▶ **Work request**
Please set down all of the data below verbatim.
··· Entries provided ···
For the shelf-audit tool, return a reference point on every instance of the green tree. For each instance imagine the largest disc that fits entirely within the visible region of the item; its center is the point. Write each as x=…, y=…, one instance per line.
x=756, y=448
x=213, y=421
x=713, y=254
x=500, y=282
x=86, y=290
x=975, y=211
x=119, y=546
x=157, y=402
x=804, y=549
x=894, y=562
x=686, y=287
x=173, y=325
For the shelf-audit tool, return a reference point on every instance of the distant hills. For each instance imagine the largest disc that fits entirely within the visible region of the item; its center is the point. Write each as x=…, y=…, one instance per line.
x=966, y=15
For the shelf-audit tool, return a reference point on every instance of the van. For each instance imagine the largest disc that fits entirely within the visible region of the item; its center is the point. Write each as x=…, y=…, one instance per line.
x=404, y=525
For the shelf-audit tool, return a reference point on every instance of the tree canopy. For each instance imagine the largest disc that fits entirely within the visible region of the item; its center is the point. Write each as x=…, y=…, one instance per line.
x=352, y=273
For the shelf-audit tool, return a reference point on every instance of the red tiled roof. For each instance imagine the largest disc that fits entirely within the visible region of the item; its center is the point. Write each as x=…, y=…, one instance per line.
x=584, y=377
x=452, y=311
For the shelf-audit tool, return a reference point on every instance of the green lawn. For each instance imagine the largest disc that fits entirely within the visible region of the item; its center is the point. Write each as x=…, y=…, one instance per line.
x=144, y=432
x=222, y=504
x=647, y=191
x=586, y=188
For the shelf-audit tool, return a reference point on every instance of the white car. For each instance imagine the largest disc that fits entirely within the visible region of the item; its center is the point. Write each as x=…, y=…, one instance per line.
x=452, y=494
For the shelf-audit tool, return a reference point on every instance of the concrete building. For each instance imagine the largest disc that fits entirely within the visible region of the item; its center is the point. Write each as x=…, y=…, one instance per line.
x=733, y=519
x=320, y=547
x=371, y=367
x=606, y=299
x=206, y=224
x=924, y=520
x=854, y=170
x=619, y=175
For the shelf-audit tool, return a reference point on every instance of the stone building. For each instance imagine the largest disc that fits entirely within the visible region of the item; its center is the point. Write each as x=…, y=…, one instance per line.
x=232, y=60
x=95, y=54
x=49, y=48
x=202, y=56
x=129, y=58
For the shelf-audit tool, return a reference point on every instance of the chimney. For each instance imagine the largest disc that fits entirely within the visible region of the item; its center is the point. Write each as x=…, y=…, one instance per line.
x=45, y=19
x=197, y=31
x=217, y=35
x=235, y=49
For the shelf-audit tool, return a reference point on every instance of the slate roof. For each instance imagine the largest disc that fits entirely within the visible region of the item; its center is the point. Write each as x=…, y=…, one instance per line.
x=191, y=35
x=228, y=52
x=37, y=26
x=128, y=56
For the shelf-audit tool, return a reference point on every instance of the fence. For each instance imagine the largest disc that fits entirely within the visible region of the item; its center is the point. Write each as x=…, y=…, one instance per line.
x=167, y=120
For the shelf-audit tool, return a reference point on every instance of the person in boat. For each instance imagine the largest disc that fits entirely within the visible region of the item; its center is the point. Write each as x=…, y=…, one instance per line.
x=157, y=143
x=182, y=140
···
▶ **Reply**
For the shelf-audit tool, return a reference point on every instance of the green tree. For each instance imagine the largest disc that fits entirely within the visible region of the item; its center is the point. Write each as x=…, y=…, one instance per line.
x=756, y=448
x=213, y=421
x=713, y=254
x=500, y=282
x=86, y=290
x=975, y=211
x=119, y=546
x=157, y=402
x=804, y=549
x=894, y=562
x=686, y=287
x=173, y=325
For the shelf-audit tool, return a reference point on every instance of the distant hills. For each instance imagine the largest disc that fits entirely within the visible region of the item; its center is the point. Write each as x=…, y=…, one instance per line.
x=966, y=15
For the shelf-audit tool, return a reference point on every instance of the van. For each instance imagine the largest disc that fits entirely within the visible region of the item; its center is the point. Write each as x=…, y=…, one instance per line.
x=404, y=525
For the shelf-audit tool, return a reference point on every instance of the tree canopy. For each instance imagine the largest disc that fits entirely within the visible region of the item; its center is the point. Write each as x=…, y=…, one instance per line.
x=352, y=273
For the shelf-audit tool, return a reference point on every instance of the red tiled roof. For each instance imagine the largest disc that fits entirely within the visible region of the item; its center is the point. Write each as x=…, y=…, one instance per line.
x=584, y=377
x=452, y=311
For the shelf-audit tool, return a reference point on every instance of the green lawn. For each instance imagine the largest disc that fits entirely within the visible region of the item; its center is the point. Write each as x=…, y=…, one instance per line.
x=144, y=432
x=222, y=504
x=647, y=191
x=586, y=188
For the shelf-audit tool, return a reference point on every instance of the white car. For each instance imagine the largest disc that fits entirely within the visible region of the item; its center is the point. Write each as x=…, y=…, one instance per line.
x=452, y=494
For the shelf-audit tool, return a reference point on every instance of the concrete building. For each instance imagine the largest disc that fits entirely within the visible region of the item; its center is the point. Write each as x=…, y=…, one instance per line.
x=733, y=519
x=320, y=547
x=371, y=367
x=606, y=299
x=206, y=224
x=924, y=520
x=854, y=170
x=619, y=175
For the shelf-audit tool, return a reference point on every instance of the stone building. For each instance imagine the largest disc that fits entirely within the visible region of the item; its center is the point. Write each as x=…, y=…, one instance per line.
x=232, y=60
x=95, y=54
x=49, y=48
x=202, y=56
x=129, y=58
For the shelf-audit tool, return a reference point on every instance of the chimney. For each instance imagine the largest disc that fits entirely within the visible region of the item; its center is the point. Write each as x=…, y=…, one instance per line.
x=45, y=19
x=197, y=31
x=217, y=35
x=235, y=49
For the shelf-audit tool, return a reference point on every instance of the slate roof. For each instance imagine the largest disc that fits entirely within the visible region of the item; its center is the point. Write each as x=…, y=…, one instance per line.
x=191, y=35
x=228, y=52
x=37, y=26
x=128, y=56
For the shelf-audit tool, return a reference point on every instance of the fence. For each instance imagine the largest disc that fits entirely within the visible region of the item; its center is the point. Write each as x=…, y=…, one instance per line.
x=167, y=120
For the shelf-audit tool, return a reference point on every instance of the person in boat. For each instance imagine the largest disc that fits entirely within the visible region of the item; its center is the point. Write each as x=…, y=…, one instance per line.
x=157, y=143
x=182, y=140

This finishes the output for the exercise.